| Task to complete |
Everything from the line containing "the blue face" to the last line of the records must be returned verbatim; nothing else belongs in the output.

"""

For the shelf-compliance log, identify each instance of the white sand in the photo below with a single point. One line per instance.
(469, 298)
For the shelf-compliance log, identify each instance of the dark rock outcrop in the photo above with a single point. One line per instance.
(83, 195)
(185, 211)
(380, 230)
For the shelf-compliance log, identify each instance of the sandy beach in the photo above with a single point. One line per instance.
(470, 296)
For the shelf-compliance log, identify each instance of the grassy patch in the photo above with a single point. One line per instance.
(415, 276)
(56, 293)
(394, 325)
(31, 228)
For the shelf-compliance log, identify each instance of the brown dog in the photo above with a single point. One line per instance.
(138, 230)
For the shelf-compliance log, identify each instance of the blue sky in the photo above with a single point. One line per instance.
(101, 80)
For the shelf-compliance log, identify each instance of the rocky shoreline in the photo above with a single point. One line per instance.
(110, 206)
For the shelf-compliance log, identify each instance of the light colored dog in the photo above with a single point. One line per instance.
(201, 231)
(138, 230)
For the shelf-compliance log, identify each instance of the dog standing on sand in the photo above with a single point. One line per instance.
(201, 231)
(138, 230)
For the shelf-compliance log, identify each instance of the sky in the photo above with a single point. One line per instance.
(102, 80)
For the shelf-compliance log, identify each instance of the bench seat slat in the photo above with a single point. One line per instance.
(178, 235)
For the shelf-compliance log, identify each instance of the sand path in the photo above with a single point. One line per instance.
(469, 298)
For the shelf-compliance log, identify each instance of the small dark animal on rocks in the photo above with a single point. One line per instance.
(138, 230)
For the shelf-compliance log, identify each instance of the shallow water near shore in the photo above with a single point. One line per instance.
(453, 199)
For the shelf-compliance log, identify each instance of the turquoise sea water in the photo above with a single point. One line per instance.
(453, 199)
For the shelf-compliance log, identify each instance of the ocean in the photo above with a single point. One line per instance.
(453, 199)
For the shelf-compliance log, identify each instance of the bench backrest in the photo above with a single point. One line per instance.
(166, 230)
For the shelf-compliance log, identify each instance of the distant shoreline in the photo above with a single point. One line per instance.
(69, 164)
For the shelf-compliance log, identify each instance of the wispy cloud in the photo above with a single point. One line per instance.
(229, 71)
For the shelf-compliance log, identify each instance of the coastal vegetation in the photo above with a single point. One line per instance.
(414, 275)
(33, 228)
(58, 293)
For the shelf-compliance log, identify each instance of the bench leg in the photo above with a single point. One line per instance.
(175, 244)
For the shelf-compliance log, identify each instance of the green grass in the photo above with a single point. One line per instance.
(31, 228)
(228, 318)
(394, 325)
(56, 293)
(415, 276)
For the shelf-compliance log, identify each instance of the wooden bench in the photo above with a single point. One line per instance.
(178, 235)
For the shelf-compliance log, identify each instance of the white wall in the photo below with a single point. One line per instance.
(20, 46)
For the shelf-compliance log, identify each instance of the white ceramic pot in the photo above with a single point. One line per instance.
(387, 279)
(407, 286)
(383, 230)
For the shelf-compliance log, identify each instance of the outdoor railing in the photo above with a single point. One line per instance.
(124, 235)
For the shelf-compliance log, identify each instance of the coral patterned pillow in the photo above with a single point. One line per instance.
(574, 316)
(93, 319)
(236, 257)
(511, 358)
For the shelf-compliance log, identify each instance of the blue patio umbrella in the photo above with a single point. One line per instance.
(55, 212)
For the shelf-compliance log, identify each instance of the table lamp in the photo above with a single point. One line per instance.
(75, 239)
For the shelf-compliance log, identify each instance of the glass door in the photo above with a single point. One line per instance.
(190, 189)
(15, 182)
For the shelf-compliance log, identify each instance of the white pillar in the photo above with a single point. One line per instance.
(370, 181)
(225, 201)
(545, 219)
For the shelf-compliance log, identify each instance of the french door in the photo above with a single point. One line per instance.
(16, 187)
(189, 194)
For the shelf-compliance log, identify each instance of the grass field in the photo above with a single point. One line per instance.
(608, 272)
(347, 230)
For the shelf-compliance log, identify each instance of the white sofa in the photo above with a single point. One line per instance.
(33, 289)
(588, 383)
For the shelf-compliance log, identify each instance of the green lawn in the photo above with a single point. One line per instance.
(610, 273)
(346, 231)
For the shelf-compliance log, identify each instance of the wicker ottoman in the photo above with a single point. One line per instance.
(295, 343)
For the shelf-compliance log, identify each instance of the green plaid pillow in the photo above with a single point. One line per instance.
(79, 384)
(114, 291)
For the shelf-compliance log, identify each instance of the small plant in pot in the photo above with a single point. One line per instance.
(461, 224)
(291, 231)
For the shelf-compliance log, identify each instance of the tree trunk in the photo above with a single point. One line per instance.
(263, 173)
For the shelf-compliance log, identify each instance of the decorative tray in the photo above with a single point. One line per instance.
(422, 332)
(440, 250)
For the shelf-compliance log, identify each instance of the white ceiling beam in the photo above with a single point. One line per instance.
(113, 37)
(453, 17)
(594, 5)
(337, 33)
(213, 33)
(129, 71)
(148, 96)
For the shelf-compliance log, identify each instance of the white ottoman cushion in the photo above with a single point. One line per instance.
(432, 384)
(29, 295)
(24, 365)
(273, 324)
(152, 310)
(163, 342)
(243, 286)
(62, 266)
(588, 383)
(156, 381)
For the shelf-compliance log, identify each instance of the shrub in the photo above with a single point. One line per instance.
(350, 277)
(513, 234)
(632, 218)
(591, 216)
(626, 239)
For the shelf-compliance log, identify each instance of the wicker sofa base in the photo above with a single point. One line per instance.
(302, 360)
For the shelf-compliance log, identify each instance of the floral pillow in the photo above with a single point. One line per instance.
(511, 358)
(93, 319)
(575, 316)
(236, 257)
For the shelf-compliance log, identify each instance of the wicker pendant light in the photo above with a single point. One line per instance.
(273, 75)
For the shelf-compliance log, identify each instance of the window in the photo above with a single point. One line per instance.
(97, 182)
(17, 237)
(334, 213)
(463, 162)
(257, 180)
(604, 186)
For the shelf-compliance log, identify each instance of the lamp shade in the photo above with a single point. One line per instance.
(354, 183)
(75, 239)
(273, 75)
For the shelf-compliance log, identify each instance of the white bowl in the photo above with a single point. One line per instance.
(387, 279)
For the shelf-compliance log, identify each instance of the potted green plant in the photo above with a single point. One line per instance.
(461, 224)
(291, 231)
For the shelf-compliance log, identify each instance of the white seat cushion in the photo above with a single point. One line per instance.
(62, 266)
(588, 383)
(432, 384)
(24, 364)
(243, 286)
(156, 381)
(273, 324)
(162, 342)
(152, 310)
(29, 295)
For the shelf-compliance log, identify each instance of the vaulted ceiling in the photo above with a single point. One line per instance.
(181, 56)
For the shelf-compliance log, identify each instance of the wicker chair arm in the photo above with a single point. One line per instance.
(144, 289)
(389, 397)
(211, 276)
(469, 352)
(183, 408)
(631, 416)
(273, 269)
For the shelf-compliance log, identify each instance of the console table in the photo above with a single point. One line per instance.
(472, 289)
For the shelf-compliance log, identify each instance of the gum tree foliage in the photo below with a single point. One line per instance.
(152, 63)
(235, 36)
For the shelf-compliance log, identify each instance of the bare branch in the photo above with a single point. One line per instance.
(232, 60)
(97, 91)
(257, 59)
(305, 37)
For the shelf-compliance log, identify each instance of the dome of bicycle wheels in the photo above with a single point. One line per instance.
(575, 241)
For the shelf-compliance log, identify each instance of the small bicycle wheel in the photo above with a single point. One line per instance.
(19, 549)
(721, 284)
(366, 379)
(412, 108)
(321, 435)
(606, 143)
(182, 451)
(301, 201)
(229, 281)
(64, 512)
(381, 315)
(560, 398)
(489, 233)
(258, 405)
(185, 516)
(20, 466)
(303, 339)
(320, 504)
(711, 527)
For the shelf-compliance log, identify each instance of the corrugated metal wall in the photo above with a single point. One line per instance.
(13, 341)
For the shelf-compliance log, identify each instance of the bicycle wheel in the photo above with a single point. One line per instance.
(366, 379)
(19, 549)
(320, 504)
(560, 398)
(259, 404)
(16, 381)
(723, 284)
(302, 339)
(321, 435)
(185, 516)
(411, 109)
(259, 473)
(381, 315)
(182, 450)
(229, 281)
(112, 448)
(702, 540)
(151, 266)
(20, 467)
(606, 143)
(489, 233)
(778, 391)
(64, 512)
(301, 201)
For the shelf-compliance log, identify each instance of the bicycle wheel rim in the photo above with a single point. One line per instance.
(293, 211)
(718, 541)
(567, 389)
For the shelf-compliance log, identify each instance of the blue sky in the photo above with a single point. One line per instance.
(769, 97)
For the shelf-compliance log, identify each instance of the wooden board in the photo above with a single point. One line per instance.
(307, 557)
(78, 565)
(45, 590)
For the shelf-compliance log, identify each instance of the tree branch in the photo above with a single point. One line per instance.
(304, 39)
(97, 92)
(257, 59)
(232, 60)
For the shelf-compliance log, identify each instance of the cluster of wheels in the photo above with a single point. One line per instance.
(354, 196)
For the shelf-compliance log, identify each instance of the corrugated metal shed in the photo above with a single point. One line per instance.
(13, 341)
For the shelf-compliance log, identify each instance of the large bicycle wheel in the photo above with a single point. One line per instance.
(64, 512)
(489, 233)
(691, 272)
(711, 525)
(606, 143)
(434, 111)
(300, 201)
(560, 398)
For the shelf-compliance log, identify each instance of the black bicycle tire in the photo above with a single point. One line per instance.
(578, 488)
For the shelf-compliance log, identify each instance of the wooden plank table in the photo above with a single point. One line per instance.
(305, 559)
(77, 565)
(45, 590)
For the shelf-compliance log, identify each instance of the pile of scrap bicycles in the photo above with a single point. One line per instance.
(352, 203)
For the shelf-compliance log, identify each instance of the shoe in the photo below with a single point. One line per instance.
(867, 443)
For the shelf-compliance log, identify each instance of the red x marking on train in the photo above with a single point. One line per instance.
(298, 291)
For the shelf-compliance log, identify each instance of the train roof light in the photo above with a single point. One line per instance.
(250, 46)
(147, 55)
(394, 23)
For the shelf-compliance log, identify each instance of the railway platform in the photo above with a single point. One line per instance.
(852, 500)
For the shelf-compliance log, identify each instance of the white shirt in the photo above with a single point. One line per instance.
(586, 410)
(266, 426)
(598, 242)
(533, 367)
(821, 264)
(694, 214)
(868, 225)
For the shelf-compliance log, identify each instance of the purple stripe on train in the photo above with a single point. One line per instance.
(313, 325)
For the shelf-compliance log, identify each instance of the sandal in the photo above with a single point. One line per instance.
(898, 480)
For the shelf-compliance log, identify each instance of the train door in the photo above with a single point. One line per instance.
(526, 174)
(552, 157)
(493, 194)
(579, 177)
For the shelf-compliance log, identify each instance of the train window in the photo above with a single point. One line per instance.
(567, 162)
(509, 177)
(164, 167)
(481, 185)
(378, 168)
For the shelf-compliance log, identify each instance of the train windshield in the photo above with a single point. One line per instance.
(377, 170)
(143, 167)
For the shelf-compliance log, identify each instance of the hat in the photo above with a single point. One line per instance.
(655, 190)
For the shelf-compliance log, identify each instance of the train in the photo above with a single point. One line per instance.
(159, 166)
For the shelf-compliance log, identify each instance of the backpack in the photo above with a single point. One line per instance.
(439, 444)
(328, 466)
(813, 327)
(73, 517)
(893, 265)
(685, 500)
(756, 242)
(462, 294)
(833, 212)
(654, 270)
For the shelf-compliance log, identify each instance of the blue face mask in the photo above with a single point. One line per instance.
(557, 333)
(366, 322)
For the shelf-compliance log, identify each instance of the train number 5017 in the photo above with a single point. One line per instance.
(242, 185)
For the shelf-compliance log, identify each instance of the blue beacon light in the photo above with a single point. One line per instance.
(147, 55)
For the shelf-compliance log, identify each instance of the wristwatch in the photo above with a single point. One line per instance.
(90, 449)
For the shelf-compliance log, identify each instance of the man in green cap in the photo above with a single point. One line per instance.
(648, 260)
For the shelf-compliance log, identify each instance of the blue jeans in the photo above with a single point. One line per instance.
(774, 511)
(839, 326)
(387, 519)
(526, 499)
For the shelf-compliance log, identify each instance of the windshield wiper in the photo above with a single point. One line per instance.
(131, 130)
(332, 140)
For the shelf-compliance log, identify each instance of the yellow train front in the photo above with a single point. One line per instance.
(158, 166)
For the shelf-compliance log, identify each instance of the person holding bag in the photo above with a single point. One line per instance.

"""

| Task response |
For the shelf-compliance log, identify each instance of the blue face mask in the photo above with a single point. One line per instance.
(557, 333)
(366, 322)
For the shelf-compliance log, identify each instance of the train number 5017 in the photo above with a single point. One line per instance.
(242, 185)
For the shelf-compliance log, identify each instance of the blue beacon light in the photo above with a single point. One line per instance.
(147, 55)
For the shelf-compliance log, identify each instance of the wristwatch in the photo above with a single point. One line per instance.
(90, 449)
For the shelf-compliance log, identify each instance of the man in green cap in the photo above with a single point. One line per instance.
(648, 260)
For the shelf-compliance log, identify each instance of the blue jeans in the photo above with a single point. One line per instance.
(774, 511)
(839, 326)
(387, 519)
(526, 499)
For the shelf-compliance log, identify each instance of the windshield wiper in the photo above with a single point. One line per instance.
(131, 130)
(332, 140)
For the shelf-compliance log, identify each instance of the yellow train front in the photo above with a single point. One line per instance.
(158, 166)
For the shelf-compliance log, identify each instance of the person holding bag in the photo above with a single point. One line per instance.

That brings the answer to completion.